With pictures removed, output every record below exactly as written.
START Input records
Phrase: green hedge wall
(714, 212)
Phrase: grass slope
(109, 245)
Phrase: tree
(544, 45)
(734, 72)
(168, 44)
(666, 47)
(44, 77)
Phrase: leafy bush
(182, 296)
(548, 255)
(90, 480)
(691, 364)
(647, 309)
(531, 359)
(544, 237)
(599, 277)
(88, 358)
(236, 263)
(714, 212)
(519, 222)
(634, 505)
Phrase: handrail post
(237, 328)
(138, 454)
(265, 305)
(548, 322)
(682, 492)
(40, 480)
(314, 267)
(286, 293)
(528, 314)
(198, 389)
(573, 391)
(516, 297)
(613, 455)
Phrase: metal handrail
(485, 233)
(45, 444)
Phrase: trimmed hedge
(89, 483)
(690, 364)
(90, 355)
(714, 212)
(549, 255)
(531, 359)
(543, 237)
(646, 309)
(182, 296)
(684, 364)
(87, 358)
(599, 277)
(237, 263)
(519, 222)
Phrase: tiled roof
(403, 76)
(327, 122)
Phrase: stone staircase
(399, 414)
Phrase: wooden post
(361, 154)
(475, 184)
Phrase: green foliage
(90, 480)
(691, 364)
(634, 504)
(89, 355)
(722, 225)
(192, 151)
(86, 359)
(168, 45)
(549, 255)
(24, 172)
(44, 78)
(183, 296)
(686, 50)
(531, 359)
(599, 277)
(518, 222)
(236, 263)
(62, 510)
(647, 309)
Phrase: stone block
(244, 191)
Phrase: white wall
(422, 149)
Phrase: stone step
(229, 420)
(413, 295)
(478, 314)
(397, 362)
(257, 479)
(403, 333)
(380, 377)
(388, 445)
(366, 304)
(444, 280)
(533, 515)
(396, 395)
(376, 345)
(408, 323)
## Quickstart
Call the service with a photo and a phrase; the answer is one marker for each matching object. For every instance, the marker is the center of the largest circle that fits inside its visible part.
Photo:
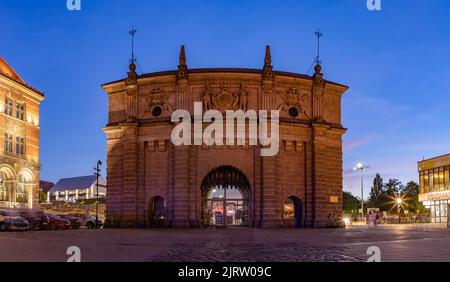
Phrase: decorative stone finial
(268, 57)
(267, 70)
(318, 75)
(132, 75)
(182, 67)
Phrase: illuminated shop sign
(435, 196)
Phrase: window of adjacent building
(436, 179)
(441, 179)
(447, 178)
(20, 111)
(9, 106)
(426, 180)
(431, 180)
(8, 143)
(3, 189)
(20, 146)
(21, 196)
(422, 182)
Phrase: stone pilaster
(271, 193)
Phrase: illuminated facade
(19, 141)
(152, 182)
(435, 186)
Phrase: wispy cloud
(355, 143)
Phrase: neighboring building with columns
(71, 190)
(19, 141)
(152, 182)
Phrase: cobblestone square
(396, 242)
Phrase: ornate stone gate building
(152, 182)
(19, 141)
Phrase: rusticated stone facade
(19, 141)
(146, 172)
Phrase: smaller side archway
(293, 212)
(7, 180)
(157, 211)
(25, 187)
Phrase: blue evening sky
(396, 62)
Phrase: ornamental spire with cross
(318, 35)
(132, 32)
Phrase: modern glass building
(435, 186)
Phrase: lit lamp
(361, 168)
(399, 205)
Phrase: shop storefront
(435, 187)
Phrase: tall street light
(97, 171)
(361, 168)
(399, 202)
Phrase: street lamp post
(97, 171)
(361, 168)
(399, 205)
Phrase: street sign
(448, 216)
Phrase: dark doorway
(156, 212)
(293, 214)
(225, 198)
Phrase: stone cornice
(26, 90)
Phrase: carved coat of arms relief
(223, 99)
(293, 98)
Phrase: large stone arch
(228, 178)
(25, 187)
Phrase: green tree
(351, 203)
(393, 187)
(411, 196)
(42, 197)
(377, 189)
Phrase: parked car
(10, 221)
(57, 222)
(75, 222)
(37, 220)
(87, 220)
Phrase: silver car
(10, 221)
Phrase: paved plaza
(396, 242)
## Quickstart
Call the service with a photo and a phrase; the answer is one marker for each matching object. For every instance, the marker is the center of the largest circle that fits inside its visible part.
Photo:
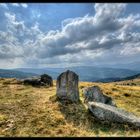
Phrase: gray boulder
(94, 93)
(109, 113)
(67, 86)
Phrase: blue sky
(61, 34)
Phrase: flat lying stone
(94, 93)
(112, 114)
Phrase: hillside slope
(30, 111)
(86, 73)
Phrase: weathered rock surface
(43, 80)
(94, 93)
(67, 86)
(109, 113)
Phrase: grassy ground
(30, 111)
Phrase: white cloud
(4, 5)
(105, 37)
(24, 5)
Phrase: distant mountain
(137, 76)
(4, 73)
(86, 73)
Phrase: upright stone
(67, 86)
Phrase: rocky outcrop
(94, 93)
(109, 113)
(43, 80)
(67, 86)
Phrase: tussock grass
(30, 111)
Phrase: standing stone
(67, 86)
(94, 93)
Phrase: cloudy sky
(59, 35)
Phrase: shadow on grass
(79, 115)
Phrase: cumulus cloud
(24, 5)
(99, 38)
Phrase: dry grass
(30, 111)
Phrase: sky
(68, 34)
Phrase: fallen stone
(109, 113)
(67, 86)
(94, 93)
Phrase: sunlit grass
(30, 111)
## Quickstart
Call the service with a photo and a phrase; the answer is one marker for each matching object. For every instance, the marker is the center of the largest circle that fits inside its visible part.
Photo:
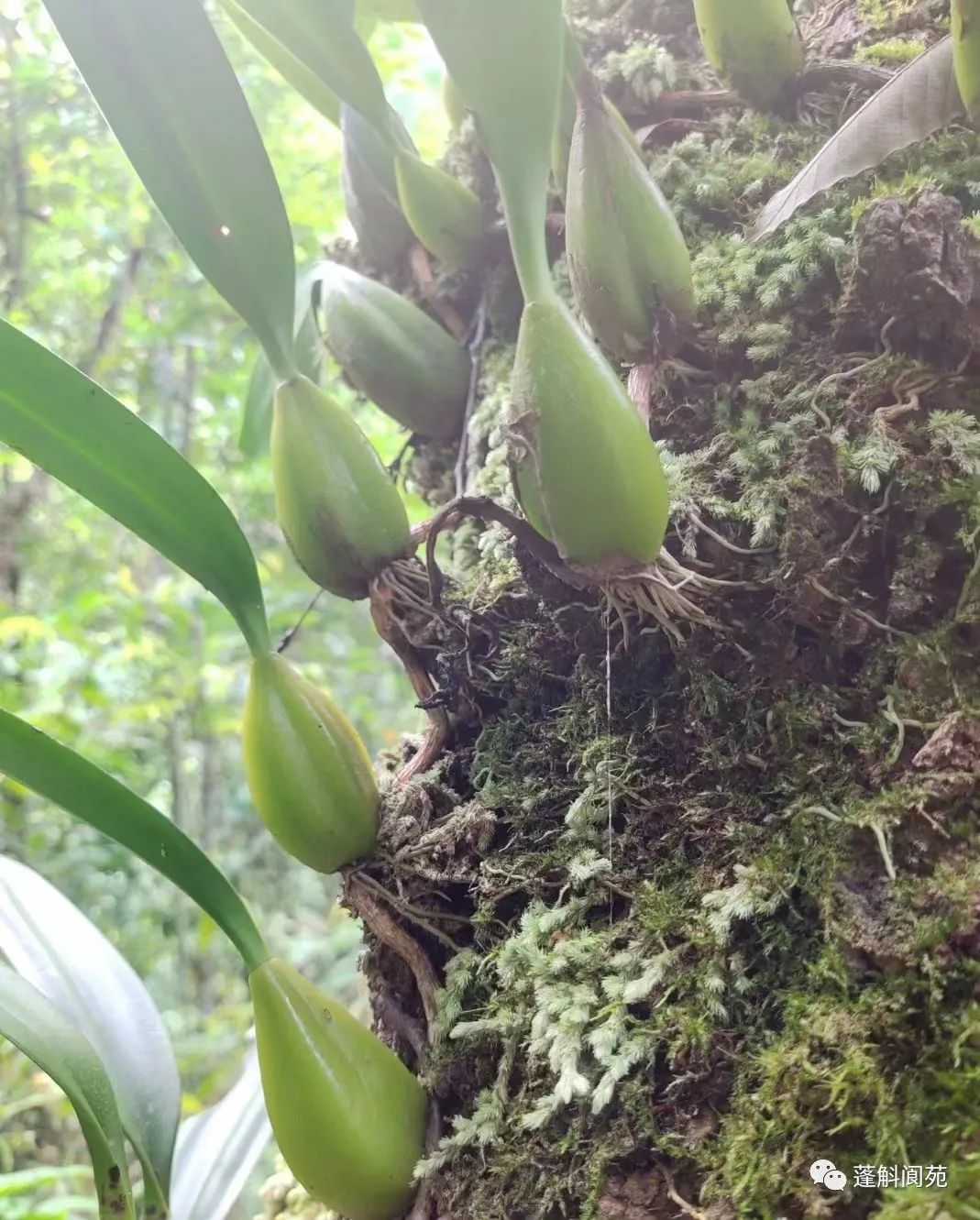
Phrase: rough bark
(706, 913)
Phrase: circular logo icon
(819, 1171)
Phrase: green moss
(685, 947)
(890, 51)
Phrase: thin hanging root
(402, 616)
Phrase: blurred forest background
(89, 269)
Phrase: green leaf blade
(44, 1035)
(320, 36)
(165, 87)
(308, 84)
(257, 419)
(507, 59)
(87, 792)
(87, 439)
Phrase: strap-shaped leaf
(32, 1023)
(82, 435)
(257, 420)
(308, 84)
(218, 1149)
(165, 85)
(916, 103)
(91, 795)
(320, 36)
(51, 944)
(507, 59)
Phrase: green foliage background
(102, 643)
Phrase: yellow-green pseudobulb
(586, 471)
(629, 264)
(348, 1116)
(308, 773)
(341, 512)
(453, 103)
(965, 27)
(446, 216)
(754, 45)
(394, 354)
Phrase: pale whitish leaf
(52, 946)
(257, 420)
(916, 103)
(218, 1149)
(32, 1023)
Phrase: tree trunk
(706, 910)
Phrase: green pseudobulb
(627, 258)
(341, 512)
(754, 45)
(445, 214)
(347, 1114)
(586, 470)
(308, 771)
(394, 354)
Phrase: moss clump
(704, 913)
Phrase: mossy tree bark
(704, 913)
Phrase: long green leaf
(320, 36)
(507, 59)
(91, 795)
(32, 1023)
(165, 85)
(257, 420)
(82, 435)
(51, 944)
(308, 84)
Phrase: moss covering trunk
(702, 913)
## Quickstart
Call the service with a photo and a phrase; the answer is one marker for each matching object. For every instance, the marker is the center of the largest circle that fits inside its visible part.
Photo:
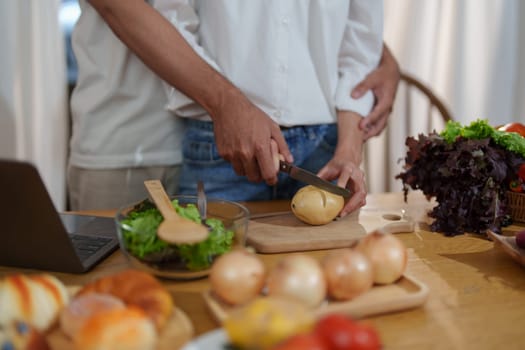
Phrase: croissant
(138, 289)
(35, 299)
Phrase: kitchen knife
(311, 179)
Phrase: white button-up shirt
(297, 60)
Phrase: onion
(299, 277)
(237, 276)
(387, 254)
(348, 273)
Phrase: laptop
(34, 235)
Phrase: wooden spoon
(174, 228)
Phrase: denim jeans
(312, 147)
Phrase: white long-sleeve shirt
(297, 60)
(118, 104)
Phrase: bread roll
(117, 329)
(35, 299)
(82, 307)
(136, 288)
(21, 336)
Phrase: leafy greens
(139, 231)
(467, 169)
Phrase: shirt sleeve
(360, 53)
(181, 14)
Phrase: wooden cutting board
(285, 233)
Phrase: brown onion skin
(348, 273)
(237, 276)
(387, 253)
(299, 277)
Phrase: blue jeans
(312, 147)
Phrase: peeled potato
(315, 206)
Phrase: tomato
(341, 333)
(516, 186)
(514, 127)
(302, 341)
(521, 172)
END Input records
**Task response:**
Phrase: green hedge wall
(714, 212)
Phrase: grass slope
(109, 245)
Phrase: tree
(544, 45)
(734, 72)
(168, 44)
(666, 47)
(44, 77)
Phrase: leafy bush
(182, 296)
(548, 255)
(90, 480)
(691, 364)
(647, 309)
(531, 359)
(544, 237)
(599, 277)
(88, 358)
(236, 263)
(714, 212)
(519, 222)
(634, 505)
Phrase: handrail post
(237, 328)
(138, 454)
(265, 305)
(548, 322)
(682, 492)
(40, 480)
(314, 267)
(286, 293)
(528, 314)
(198, 389)
(573, 391)
(516, 297)
(613, 455)
Phrase: metal handrail
(485, 233)
(45, 444)
Phrase: trimmed hedge
(89, 483)
(690, 364)
(90, 355)
(714, 212)
(549, 255)
(531, 359)
(543, 237)
(646, 309)
(182, 296)
(684, 364)
(87, 358)
(599, 277)
(237, 263)
(519, 222)
Phrase: tiled roof
(403, 76)
(327, 122)
Phrase: stone staircase
(399, 414)
Phrase: wooden post
(361, 154)
(475, 184)
Phrase: green foliage
(90, 480)
(691, 364)
(634, 504)
(89, 355)
(722, 225)
(192, 151)
(86, 359)
(168, 45)
(549, 255)
(24, 172)
(44, 78)
(183, 296)
(686, 50)
(531, 359)
(599, 277)
(518, 222)
(236, 263)
(62, 510)
(647, 309)
Phrase: stone block
(244, 191)
Phrase: white wall
(422, 149)
Phrase: stone step
(229, 420)
(413, 295)
(478, 314)
(397, 362)
(257, 479)
(403, 333)
(380, 377)
(388, 445)
(366, 304)
(444, 280)
(533, 515)
(396, 395)
(376, 345)
(408, 323)
## Quickstart
Call the service with a photo and a phrase; the answer is one marker for each matching object. For every instance, the marker is the center of the largest circle that fits inside its visible part.
Photo:
Phrase: decorative stone finial
(268, 57)
(267, 70)
(318, 75)
(132, 75)
(182, 67)
Phrase: illuminated shop sign
(435, 196)
Phrase: window of adjacent building
(436, 179)
(441, 179)
(447, 178)
(20, 111)
(9, 106)
(426, 180)
(431, 180)
(8, 143)
(3, 189)
(20, 146)
(21, 196)
(422, 182)
Phrase: stone pilaster
(271, 193)
Phrase: illuminated facade
(19, 141)
(152, 182)
(435, 186)
Phrase: wispy cloud
(355, 143)
Phrase: neighboring building with columns
(71, 190)
(19, 141)
(152, 182)
Phrase: cobblestone square
(396, 242)
Phrase: ornate stone gate building
(152, 182)
(19, 141)
Phrase: rusticated stone facade
(19, 141)
(146, 172)
Phrase: smaller side archway
(293, 212)
(7, 180)
(157, 211)
(25, 187)
Phrase: blue evening sky
(396, 62)
Phrase: ornamental spire with cross
(318, 35)
(132, 32)
Phrase: modern glass building
(435, 186)
Phrase: lit lamp
(361, 168)
(399, 205)
Phrase: shop storefront
(435, 187)
Phrase: tall street light
(97, 171)
(361, 168)
(399, 202)
Phrase: street lamp post
(97, 171)
(361, 168)
(399, 205)
Phrase: street sign
(448, 216)
Phrase: dark doorway
(156, 212)
(293, 214)
(225, 198)
Phrase: stone cornice
(26, 90)
Phrase: carved coat of arms relief
(223, 99)
(293, 98)
Phrase: large stone arch
(228, 178)
(25, 187)
Phrase: green tree
(351, 203)
(393, 187)
(411, 196)
(42, 197)
(377, 189)
Phrase: parked car
(10, 221)
(57, 222)
(75, 222)
(37, 220)
(87, 220)
Phrase: silver car
(10, 221)
Phrase: paved plaza
(396, 242)
## Quickstart
Call the service with a photo and a phrase; the answer is one marker for each matching object. For every instance, the marker is the center of the largest circle that fits inside its visible part.
Photo:
Phrase: gray boulder
(94, 93)
(109, 113)
(67, 86)
Phrase: blue sky
(61, 34)
Phrase: flat lying stone
(94, 93)
(112, 114)
Phrase: hillside slope
(30, 111)
(86, 73)
Phrase: weathered rock surface
(43, 80)
(94, 93)
(67, 86)
(109, 113)
Phrase: grassy ground
(30, 111)
Phrase: white cloud
(4, 5)
(105, 37)
(24, 5)
Phrase: distant mountain
(137, 76)
(4, 73)
(86, 73)
Phrase: upright stone
(67, 86)
Phrase: rocky outcrop
(94, 93)
(109, 113)
(43, 80)
(67, 86)
Phrase: tussock grass
(30, 111)
Phrase: standing stone
(67, 86)
(94, 93)
Phrase: cloudy sky
(59, 35)
Phrase: shadow on grass
(79, 115)
Phrase: cumulus cloud
(24, 5)
(99, 38)
Phrase: dry grass
(30, 111)
Phrase: sky
(68, 34)
Phrase: fallen stone
(109, 113)
(67, 86)
(94, 93)
Phrase: sunlit grass
(30, 111)
## Quickstart
Call the service with a photo and a phrase; the answer is one marker for each matching object. For every instance, the marker is the center of the largest circle that fits inside its visible part.
Photo:
Phrase: rough bark
(706, 913)
Phrase: circular logo icon
(819, 1171)
Phrase: green moss
(685, 947)
(890, 51)
Phrase: thin hanging root
(402, 616)
Phrase: blurred forest background
(89, 269)
Phrase: green leaf blade
(44, 1035)
(320, 36)
(165, 87)
(308, 84)
(257, 419)
(507, 59)
(87, 792)
(87, 439)
Phrase: strap-shaped leaf
(32, 1023)
(82, 435)
(257, 420)
(308, 84)
(218, 1149)
(165, 85)
(916, 103)
(91, 795)
(320, 36)
(51, 944)
(507, 59)
Phrase: green foliage background
(102, 643)
Phrase: yellow-green pseudobulb
(586, 471)
(629, 264)
(348, 1116)
(308, 773)
(341, 512)
(453, 103)
(965, 27)
(446, 216)
(754, 45)
(394, 354)
Phrase: pale whitish leaf
(52, 946)
(257, 420)
(916, 103)
(218, 1149)
(32, 1023)
Phrase: tree trunk
(706, 910)
Phrase: green pseudobulb
(627, 258)
(341, 512)
(754, 45)
(445, 214)
(347, 1114)
(586, 470)
(308, 771)
(394, 354)
Phrase: moss clump
(704, 913)
Phrase: mossy tree bark
(704, 913)
Phrase: long green leaf
(320, 36)
(507, 59)
(91, 795)
(32, 1023)
(165, 85)
(257, 420)
(82, 435)
(51, 944)
(308, 84)
Phrase: moss covering trunk
(702, 913)
## Quickstart
Call the service with a photo and a phrase; the answer is one marker for each matching object. For every instance, the marker is the center of the largest circle that fits inside its visible part.
Photo:
Phrase: croissant
(138, 289)
(35, 299)
Phrase: kitchen knife
(311, 179)
Phrase: white button-up shirt
(297, 60)
Phrase: onion
(299, 277)
(237, 276)
(387, 254)
(348, 273)
Phrase: laptop
(34, 235)
Phrase: wooden spoon
(174, 228)
Phrase: denim jeans
(312, 147)
Phrase: white long-sleeve shirt
(297, 60)
(118, 104)
Phrase: bread roll
(117, 329)
(35, 299)
(82, 307)
(136, 288)
(21, 336)
Phrase: leafy greens
(139, 231)
(467, 169)
Phrase: shirt sleeve
(360, 53)
(181, 14)
Phrase: wooden cutting board
(285, 233)
Phrase: brown onion skin
(348, 273)
(237, 276)
(387, 253)
(299, 277)
Phrase: blue jeans
(312, 147)
Phrase: peeled potato
(315, 206)
Phrase: tomato
(341, 333)
(516, 186)
(514, 127)
(302, 341)
(521, 172)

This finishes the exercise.